**DIRECTIVE 1:** Copy the entries from the line containing "Does the image above contain any monkey's arm?" through the line containing "[292, 295, 319, 357]", both lines included, reproducing them without any change.

URL Text Classification with WEKA, Part 1: Data Analysis

I have recently came across a website named SquidBlackList.org, which features a number or URL lists for safe web browsing using the open source proxy Squid. In particular, it features a quite big porn domains list, so I wondered: Is it possible to make a text classification system with WEKA to detect porn domains using the text in the URLs?

Just to note that SquidBlackList on porn (and most of the rest of the lists they provide is licensed under Creative Commons Attribution 3.0 Unported License: Blacklists (Squidblacklist.org) / CC BY 3.0

The Filtering Problem

Most web filtering systems work by using a manually classified list of URLs into a list of categories that are used to define filtering profiles (e.g. block porn but allow press). The URL lists or database must be manually maintained, and it has to be quite comprehensive regarding user browsing behaviour. As (aggregated) web browsing follows a Zipfian distribution (that is, relatively few URLs accumulate most of the traffic), you can provide a rather effective service by ensuring that your URL database covers the most popular URLs. URL-based filtering is rather efficient (if your database is well implemented), and it can easily cover around 95% of the web traffic (in terms of #requests, not in terms or #URLs).

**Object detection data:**
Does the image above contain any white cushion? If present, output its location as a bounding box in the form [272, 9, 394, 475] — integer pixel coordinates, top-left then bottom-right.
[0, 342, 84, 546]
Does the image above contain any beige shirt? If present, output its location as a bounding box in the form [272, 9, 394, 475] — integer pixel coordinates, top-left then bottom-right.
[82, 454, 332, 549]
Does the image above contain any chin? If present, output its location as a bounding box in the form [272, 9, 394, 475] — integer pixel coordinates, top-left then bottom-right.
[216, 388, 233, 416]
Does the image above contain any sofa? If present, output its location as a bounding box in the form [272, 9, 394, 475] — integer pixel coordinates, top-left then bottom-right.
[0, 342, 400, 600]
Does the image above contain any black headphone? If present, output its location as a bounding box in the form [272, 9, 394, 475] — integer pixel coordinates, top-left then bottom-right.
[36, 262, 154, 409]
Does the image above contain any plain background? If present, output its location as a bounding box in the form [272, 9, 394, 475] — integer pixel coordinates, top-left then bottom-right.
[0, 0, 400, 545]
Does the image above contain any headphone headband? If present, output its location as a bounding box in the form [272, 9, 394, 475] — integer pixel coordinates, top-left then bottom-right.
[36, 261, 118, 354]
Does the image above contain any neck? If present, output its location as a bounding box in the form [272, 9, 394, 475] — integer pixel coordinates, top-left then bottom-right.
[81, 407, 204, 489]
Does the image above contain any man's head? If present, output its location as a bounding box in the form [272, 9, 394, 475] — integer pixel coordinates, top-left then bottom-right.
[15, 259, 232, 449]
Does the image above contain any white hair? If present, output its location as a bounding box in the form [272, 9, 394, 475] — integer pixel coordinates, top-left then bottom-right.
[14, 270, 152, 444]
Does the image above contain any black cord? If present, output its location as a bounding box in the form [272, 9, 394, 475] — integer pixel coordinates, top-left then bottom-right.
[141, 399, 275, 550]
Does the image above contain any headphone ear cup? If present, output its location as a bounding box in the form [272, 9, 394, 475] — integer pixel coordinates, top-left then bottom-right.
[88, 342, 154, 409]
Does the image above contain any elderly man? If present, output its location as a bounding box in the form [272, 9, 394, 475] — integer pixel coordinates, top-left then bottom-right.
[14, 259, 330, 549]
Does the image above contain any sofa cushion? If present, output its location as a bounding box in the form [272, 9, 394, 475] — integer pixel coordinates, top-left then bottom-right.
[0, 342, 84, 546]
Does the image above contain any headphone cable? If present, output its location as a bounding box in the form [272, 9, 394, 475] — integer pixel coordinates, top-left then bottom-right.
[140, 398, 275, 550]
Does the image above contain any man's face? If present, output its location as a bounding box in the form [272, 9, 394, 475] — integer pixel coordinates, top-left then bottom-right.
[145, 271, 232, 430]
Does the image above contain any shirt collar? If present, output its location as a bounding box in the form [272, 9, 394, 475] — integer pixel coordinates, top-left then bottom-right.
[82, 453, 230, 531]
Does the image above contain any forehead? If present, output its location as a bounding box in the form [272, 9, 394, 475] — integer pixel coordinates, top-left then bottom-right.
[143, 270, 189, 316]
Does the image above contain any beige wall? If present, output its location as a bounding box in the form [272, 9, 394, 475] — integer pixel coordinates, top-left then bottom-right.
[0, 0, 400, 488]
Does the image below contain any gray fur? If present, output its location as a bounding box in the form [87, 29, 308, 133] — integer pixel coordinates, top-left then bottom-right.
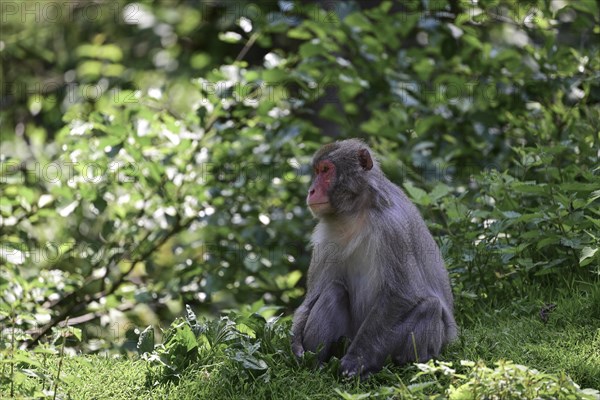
[292, 139, 457, 377]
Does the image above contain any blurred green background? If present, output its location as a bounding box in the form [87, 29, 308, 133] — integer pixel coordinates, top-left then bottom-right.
[0, 0, 600, 352]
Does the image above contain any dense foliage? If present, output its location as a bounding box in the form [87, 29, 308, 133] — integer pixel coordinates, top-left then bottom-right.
[0, 0, 600, 396]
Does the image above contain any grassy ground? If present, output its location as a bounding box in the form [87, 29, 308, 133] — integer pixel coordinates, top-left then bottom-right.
[0, 288, 600, 400]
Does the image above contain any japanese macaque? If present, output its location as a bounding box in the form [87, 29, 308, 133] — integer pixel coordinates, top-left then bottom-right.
[292, 139, 457, 377]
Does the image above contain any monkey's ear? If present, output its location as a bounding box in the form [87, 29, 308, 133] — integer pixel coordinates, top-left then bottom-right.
[358, 149, 373, 171]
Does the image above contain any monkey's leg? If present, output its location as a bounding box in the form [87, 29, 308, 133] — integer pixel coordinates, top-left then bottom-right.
[391, 297, 445, 364]
[302, 282, 350, 361]
[342, 297, 444, 377]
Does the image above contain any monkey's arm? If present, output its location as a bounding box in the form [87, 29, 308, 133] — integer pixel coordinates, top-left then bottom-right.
[292, 295, 319, 357]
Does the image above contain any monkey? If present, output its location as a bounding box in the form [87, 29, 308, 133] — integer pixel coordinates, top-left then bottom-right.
[292, 139, 458, 378]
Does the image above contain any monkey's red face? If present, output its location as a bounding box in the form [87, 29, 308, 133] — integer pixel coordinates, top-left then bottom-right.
[306, 160, 335, 217]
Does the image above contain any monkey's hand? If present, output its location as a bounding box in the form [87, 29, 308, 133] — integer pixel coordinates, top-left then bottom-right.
[341, 354, 369, 379]
[292, 336, 304, 357]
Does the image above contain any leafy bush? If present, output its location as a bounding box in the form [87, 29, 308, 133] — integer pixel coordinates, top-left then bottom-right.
[0, 0, 600, 352]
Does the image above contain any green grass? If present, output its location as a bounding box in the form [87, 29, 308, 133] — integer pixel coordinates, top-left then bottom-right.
[0, 288, 600, 400]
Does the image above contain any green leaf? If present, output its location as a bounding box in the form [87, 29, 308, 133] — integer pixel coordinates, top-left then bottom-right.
[404, 182, 431, 206]
[137, 326, 154, 354]
[579, 246, 598, 267]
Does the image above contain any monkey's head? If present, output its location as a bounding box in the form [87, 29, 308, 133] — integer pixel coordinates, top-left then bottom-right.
[306, 139, 381, 218]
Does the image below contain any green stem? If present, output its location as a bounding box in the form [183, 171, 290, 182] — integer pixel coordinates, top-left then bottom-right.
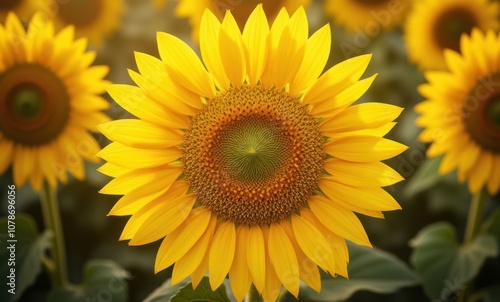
[42, 182, 68, 287]
[458, 189, 488, 302]
[245, 284, 263, 302]
[464, 189, 488, 244]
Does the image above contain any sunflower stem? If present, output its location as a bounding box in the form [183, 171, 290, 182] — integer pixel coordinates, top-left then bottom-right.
[41, 182, 68, 287]
[464, 189, 488, 244]
[245, 284, 264, 302]
[458, 189, 488, 302]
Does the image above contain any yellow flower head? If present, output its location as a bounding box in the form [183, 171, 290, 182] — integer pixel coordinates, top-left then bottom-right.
[48, 0, 123, 45]
[0, 0, 40, 22]
[175, 0, 311, 41]
[415, 29, 500, 195]
[0, 13, 109, 190]
[99, 5, 406, 301]
[405, 0, 499, 70]
[325, 0, 411, 32]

**DIRECTIVE 2:** According to the text on URL text classification with WEKA, about how much web traffic can URL-based filtering cover, and in what terms is that measured?

**EXERCISE OUTPUT 1:**
Does the image above contain any monkey's arm? If present, output its location as a bounding box in the form [87, 29, 308, 133] — integer pixel coordinates, top-left then bottom-right.
[292, 295, 319, 357]

**EXERCISE OUTPUT 2:** Around 95% of the web traffic, measured by number of requests rather than number of URLs.